→ Assigned task
Pick every line from the data below that contains the string "dark" and copy it.

→ Data
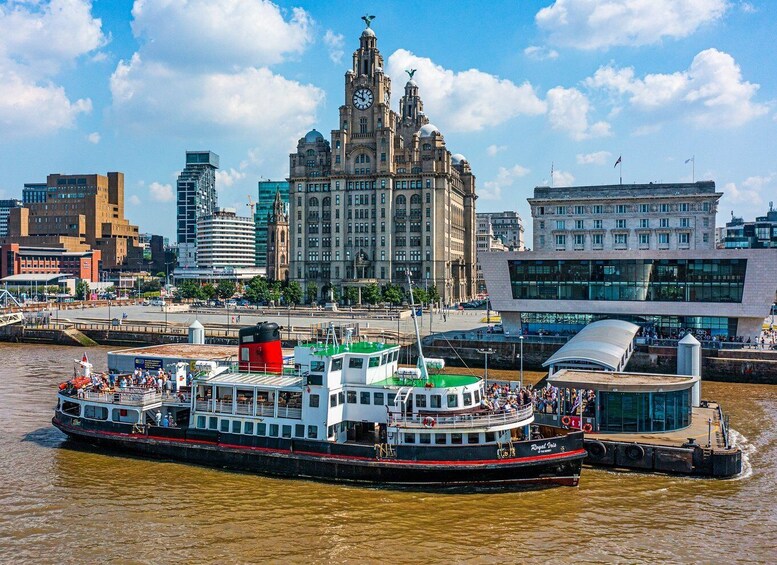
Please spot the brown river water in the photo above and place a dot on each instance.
(63, 504)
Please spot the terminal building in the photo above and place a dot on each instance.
(718, 292)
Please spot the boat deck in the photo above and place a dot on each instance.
(699, 430)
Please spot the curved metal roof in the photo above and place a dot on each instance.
(603, 342)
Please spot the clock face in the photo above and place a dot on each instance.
(362, 98)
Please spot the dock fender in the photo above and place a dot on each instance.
(596, 449)
(635, 452)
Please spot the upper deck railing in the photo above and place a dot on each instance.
(474, 420)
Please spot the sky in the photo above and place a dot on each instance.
(531, 92)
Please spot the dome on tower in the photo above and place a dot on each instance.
(313, 136)
(428, 130)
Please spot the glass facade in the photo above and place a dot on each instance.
(661, 280)
(644, 411)
(665, 326)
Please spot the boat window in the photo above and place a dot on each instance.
(356, 363)
(95, 412)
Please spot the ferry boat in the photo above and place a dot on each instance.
(340, 410)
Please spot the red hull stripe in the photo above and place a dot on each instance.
(409, 462)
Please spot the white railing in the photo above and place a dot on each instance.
(475, 420)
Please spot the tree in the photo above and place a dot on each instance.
(352, 295)
(225, 289)
(371, 294)
(292, 293)
(82, 289)
(392, 293)
(312, 292)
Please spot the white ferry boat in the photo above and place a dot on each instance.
(338, 411)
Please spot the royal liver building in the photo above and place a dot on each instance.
(384, 197)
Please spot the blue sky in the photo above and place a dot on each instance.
(514, 86)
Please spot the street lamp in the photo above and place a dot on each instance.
(521, 381)
(486, 352)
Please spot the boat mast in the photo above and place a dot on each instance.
(421, 361)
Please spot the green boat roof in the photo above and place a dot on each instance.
(436, 381)
(359, 347)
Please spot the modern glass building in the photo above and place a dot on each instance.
(197, 198)
(266, 197)
(717, 292)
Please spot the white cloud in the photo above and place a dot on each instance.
(492, 190)
(225, 179)
(334, 43)
(38, 38)
(219, 34)
(160, 192)
(539, 53)
(468, 100)
(568, 111)
(187, 78)
(710, 92)
(597, 158)
(595, 24)
(561, 178)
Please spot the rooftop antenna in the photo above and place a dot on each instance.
(421, 361)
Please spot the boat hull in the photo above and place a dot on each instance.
(409, 466)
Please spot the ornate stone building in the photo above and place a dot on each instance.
(386, 196)
(278, 240)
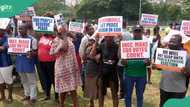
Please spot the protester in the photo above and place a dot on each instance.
(135, 73)
(77, 42)
(46, 62)
(67, 73)
(173, 84)
(108, 76)
(157, 36)
(27, 72)
(6, 67)
(84, 42)
(150, 39)
(125, 36)
(91, 74)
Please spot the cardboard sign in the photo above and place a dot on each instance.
(136, 49)
(27, 14)
(76, 27)
(170, 60)
(149, 20)
(4, 22)
(59, 20)
(19, 45)
(43, 24)
(153, 50)
(185, 27)
(110, 25)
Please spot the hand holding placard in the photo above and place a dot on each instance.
(170, 60)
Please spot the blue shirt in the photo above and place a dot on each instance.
(24, 64)
(5, 58)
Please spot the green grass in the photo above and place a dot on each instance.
(151, 97)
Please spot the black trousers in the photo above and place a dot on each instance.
(164, 96)
(47, 77)
(120, 75)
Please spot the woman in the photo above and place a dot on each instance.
(67, 75)
(91, 73)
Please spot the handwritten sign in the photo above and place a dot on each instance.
(170, 60)
(135, 49)
(27, 14)
(4, 23)
(110, 25)
(185, 27)
(19, 45)
(149, 20)
(59, 20)
(76, 27)
(43, 24)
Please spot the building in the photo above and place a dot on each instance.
(71, 2)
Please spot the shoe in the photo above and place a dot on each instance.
(32, 101)
(46, 99)
(2, 99)
(149, 82)
(26, 98)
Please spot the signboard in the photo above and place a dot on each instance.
(19, 45)
(4, 22)
(27, 14)
(149, 20)
(185, 27)
(136, 49)
(43, 24)
(59, 20)
(170, 60)
(76, 27)
(110, 25)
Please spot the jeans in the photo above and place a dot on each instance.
(139, 83)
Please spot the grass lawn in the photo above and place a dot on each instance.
(151, 97)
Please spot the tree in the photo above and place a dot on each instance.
(186, 9)
(56, 6)
(129, 9)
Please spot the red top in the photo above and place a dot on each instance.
(44, 46)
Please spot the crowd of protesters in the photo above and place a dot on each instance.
(68, 60)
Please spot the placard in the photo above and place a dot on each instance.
(135, 49)
(4, 22)
(43, 24)
(110, 25)
(59, 20)
(149, 20)
(27, 14)
(170, 60)
(76, 27)
(185, 27)
(19, 45)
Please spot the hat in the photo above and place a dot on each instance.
(137, 27)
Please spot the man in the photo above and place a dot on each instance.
(108, 76)
(173, 84)
(135, 73)
(84, 42)
(6, 67)
(27, 72)
(46, 62)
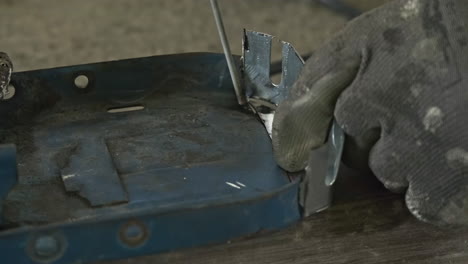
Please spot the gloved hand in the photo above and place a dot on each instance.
(396, 80)
(6, 68)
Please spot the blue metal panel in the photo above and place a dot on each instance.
(176, 228)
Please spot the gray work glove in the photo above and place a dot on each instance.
(396, 80)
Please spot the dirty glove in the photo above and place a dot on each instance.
(6, 68)
(396, 80)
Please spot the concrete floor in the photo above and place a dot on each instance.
(49, 33)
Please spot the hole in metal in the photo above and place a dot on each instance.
(133, 233)
(81, 81)
(11, 92)
(125, 109)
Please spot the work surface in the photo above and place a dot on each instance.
(366, 224)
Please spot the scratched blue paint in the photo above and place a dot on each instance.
(181, 206)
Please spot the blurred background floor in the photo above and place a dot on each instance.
(49, 33)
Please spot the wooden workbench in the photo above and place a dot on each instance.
(367, 224)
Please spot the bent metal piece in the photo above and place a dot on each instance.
(264, 96)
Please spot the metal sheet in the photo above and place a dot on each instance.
(324, 163)
(195, 166)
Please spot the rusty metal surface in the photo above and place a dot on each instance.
(162, 158)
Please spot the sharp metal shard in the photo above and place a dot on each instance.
(233, 70)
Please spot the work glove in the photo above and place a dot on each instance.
(396, 81)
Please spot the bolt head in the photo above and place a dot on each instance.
(46, 246)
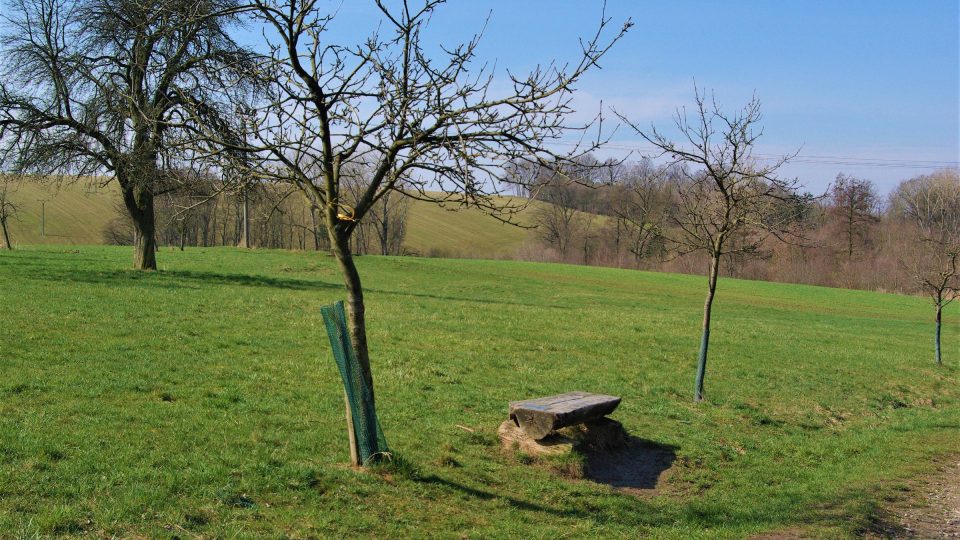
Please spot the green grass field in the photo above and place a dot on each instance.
(202, 401)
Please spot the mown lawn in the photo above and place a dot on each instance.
(202, 400)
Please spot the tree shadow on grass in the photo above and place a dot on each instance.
(634, 467)
(515, 503)
(470, 300)
(176, 279)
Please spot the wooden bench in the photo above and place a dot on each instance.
(539, 417)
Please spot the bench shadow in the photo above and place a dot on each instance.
(636, 465)
(515, 503)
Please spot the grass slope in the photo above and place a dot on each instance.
(202, 399)
(77, 216)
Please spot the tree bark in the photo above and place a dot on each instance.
(139, 202)
(316, 230)
(6, 235)
(245, 222)
(705, 338)
(356, 325)
(937, 337)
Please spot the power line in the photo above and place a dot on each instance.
(852, 161)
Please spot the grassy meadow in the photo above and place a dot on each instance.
(202, 400)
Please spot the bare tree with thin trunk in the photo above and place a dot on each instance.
(641, 207)
(932, 205)
(100, 86)
(728, 200)
(854, 206)
(8, 209)
(416, 114)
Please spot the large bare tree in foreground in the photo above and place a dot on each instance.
(97, 87)
(728, 200)
(932, 205)
(412, 112)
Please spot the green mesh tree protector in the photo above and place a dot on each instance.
(371, 444)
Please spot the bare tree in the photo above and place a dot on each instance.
(728, 201)
(417, 114)
(642, 206)
(99, 86)
(854, 206)
(932, 205)
(8, 209)
(557, 218)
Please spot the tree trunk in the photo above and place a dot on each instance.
(937, 336)
(316, 230)
(245, 222)
(705, 338)
(6, 235)
(356, 323)
(139, 202)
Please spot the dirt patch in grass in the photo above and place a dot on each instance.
(934, 511)
(638, 468)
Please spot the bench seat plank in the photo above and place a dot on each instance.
(538, 417)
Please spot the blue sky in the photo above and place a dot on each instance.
(870, 88)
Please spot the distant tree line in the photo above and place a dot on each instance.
(853, 237)
(199, 212)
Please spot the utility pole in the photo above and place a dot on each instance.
(43, 217)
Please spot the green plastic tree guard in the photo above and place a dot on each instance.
(371, 444)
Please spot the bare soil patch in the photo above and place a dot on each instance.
(934, 514)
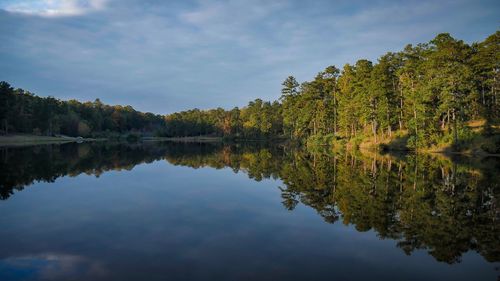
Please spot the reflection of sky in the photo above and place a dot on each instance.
(183, 223)
(48, 267)
(165, 56)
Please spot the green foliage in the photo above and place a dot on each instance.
(24, 112)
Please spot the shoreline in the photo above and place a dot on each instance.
(27, 140)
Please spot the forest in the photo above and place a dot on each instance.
(436, 94)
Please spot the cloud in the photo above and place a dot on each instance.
(54, 8)
(165, 56)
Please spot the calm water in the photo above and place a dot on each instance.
(214, 212)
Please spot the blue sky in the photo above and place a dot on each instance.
(165, 56)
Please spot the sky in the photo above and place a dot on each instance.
(167, 56)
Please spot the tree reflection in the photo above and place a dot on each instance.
(445, 206)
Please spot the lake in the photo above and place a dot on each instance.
(181, 211)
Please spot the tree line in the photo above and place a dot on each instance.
(24, 112)
(427, 93)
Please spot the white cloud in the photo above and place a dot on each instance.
(55, 8)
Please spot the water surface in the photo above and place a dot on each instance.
(165, 211)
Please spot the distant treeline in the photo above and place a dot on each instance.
(429, 91)
(24, 112)
(426, 92)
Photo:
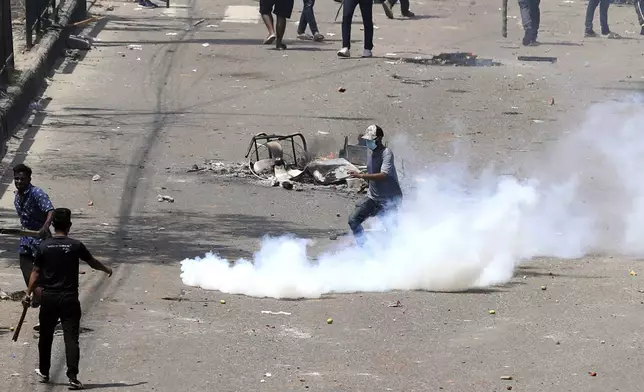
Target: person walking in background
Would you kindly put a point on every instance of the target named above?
(35, 210)
(308, 17)
(388, 6)
(603, 19)
(282, 10)
(531, 18)
(366, 9)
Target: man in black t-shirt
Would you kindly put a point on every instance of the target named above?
(56, 271)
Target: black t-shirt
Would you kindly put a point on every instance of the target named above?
(58, 258)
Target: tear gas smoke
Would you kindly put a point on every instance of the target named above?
(457, 232)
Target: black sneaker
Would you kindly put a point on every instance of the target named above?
(43, 378)
(387, 7)
(75, 385)
(612, 35)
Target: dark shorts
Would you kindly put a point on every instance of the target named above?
(283, 8)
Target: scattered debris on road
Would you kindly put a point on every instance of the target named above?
(276, 313)
(78, 42)
(418, 82)
(456, 59)
(537, 58)
(161, 198)
(283, 160)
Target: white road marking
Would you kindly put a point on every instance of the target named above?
(241, 14)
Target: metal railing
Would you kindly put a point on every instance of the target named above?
(38, 17)
(6, 44)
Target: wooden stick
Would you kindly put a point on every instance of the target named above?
(504, 19)
(338, 13)
(19, 326)
(19, 232)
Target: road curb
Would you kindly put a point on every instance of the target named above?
(20, 95)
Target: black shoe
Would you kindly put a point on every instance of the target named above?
(75, 385)
(44, 379)
(387, 7)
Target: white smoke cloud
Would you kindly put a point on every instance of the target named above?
(456, 232)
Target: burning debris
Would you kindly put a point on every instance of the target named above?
(282, 160)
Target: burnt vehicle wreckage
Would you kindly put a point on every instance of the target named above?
(282, 160)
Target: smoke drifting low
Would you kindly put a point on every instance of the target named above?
(458, 232)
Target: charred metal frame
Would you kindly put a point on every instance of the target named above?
(274, 138)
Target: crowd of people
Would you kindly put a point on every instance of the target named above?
(50, 267)
(283, 9)
(530, 16)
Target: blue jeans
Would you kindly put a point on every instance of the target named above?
(308, 17)
(368, 208)
(366, 9)
(603, 15)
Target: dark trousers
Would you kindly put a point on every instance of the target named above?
(404, 5)
(603, 15)
(308, 17)
(365, 209)
(26, 266)
(66, 307)
(531, 18)
(639, 8)
(367, 21)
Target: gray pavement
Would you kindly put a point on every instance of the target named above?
(141, 118)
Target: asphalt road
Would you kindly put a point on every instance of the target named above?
(141, 117)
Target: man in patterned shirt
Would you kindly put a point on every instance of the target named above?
(35, 211)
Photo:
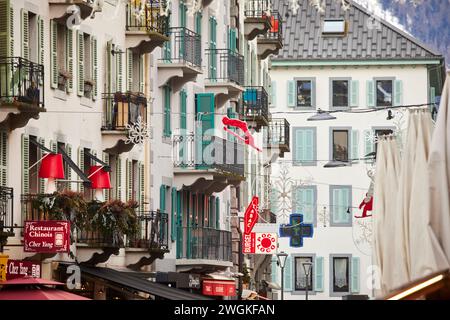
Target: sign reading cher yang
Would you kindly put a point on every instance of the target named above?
(47, 236)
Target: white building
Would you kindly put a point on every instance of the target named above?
(333, 61)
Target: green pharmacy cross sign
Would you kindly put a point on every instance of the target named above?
(296, 230)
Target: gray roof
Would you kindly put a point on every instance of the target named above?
(303, 39)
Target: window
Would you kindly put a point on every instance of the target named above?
(341, 206)
(340, 268)
(340, 93)
(384, 93)
(334, 27)
(340, 140)
(304, 93)
(304, 146)
(301, 280)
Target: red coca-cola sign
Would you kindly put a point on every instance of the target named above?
(47, 236)
(20, 269)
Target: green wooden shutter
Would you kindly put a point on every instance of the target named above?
(354, 93)
(94, 46)
(70, 59)
(318, 271)
(40, 155)
(129, 70)
(370, 88)
(41, 41)
(25, 164)
(288, 273)
(173, 213)
(291, 93)
(54, 54)
(355, 145)
(398, 92)
(183, 111)
(25, 28)
(355, 275)
(80, 59)
(3, 158)
(217, 225)
(81, 166)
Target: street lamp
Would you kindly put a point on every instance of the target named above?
(307, 266)
(282, 256)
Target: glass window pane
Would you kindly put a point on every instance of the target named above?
(340, 145)
(304, 93)
(384, 93)
(340, 93)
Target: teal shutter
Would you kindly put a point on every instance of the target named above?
(355, 145)
(173, 213)
(274, 269)
(398, 92)
(355, 274)
(318, 281)
(288, 272)
(291, 93)
(354, 93)
(370, 87)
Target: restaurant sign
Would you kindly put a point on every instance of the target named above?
(47, 236)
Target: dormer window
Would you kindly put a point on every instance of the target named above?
(334, 27)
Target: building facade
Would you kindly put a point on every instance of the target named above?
(338, 61)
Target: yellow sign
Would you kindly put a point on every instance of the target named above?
(3, 266)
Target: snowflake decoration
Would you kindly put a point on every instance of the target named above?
(138, 132)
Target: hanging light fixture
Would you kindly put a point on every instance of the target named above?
(321, 115)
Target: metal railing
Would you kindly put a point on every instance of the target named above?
(189, 151)
(6, 209)
(257, 8)
(206, 243)
(153, 231)
(122, 109)
(147, 16)
(225, 65)
(21, 81)
(255, 103)
(184, 47)
(278, 133)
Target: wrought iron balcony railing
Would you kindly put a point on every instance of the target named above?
(147, 16)
(206, 243)
(184, 47)
(255, 103)
(197, 152)
(257, 8)
(225, 65)
(122, 109)
(21, 81)
(153, 231)
(278, 133)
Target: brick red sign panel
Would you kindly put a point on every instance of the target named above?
(47, 236)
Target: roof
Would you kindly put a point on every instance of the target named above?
(303, 40)
(141, 285)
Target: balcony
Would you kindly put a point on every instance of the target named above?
(272, 41)
(225, 75)
(207, 165)
(21, 92)
(277, 136)
(205, 247)
(255, 107)
(6, 215)
(257, 19)
(61, 10)
(146, 27)
(121, 110)
(181, 60)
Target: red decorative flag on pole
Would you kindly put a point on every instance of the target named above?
(251, 215)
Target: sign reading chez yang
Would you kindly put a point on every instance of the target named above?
(47, 236)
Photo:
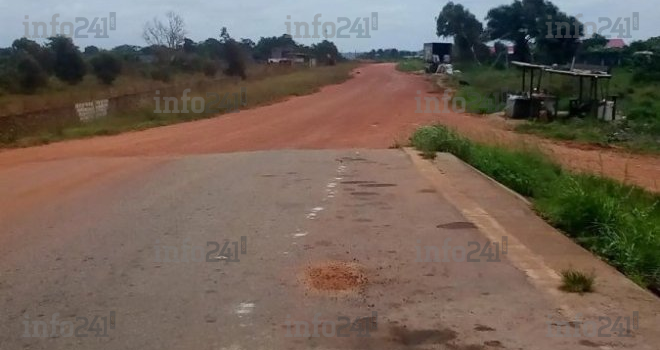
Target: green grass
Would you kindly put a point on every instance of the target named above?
(259, 92)
(410, 65)
(620, 223)
(574, 281)
(640, 103)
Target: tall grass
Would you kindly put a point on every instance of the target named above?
(618, 222)
(259, 92)
(640, 102)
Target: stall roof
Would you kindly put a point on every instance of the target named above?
(577, 73)
(529, 65)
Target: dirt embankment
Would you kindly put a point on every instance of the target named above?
(375, 109)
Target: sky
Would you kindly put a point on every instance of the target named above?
(404, 25)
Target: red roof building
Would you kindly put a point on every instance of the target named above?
(615, 44)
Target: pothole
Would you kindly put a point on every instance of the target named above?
(334, 277)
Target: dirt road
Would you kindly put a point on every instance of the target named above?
(136, 237)
(376, 109)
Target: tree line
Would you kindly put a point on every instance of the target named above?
(540, 33)
(27, 66)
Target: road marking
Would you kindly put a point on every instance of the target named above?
(538, 273)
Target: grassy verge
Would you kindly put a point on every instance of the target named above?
(621, 133)
(618, 222)
(259, 92)
(410, 65)
(640, 132)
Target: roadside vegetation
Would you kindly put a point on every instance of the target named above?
(512, 32)
(41, 83)
(258, 92)
(618, 222)
(410, 65)
(574, 281)
(38, 76)
(639, 131)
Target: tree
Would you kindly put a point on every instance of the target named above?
(171, 34)
(91, 50)
(30, 74)
(325, 52)
(107, 67)
(189, 46)
(234, 55)
(596, 42)
(69, 65)
(554, 34)
(265, 46)
(43, 55)
(454, 20)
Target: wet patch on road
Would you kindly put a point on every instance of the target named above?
(377, 185)
(405, 336)
(459, 225)
(482, 328)
(357, 182)
(364, 194)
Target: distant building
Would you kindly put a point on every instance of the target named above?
(288, 55)
(615, 44)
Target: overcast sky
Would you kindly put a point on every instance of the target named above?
(401, 24)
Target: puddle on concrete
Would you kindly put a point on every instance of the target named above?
(406, 336)
(364, 193)
(459, 225)
(357, 182)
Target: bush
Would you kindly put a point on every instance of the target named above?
(163, 74)
(236, 59)
(620, 223)
(69, 65)
(30, 74)
(107, 67)
(210, 69)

→ Answer for this exercise
Target: dark shorts
Target: dark trousers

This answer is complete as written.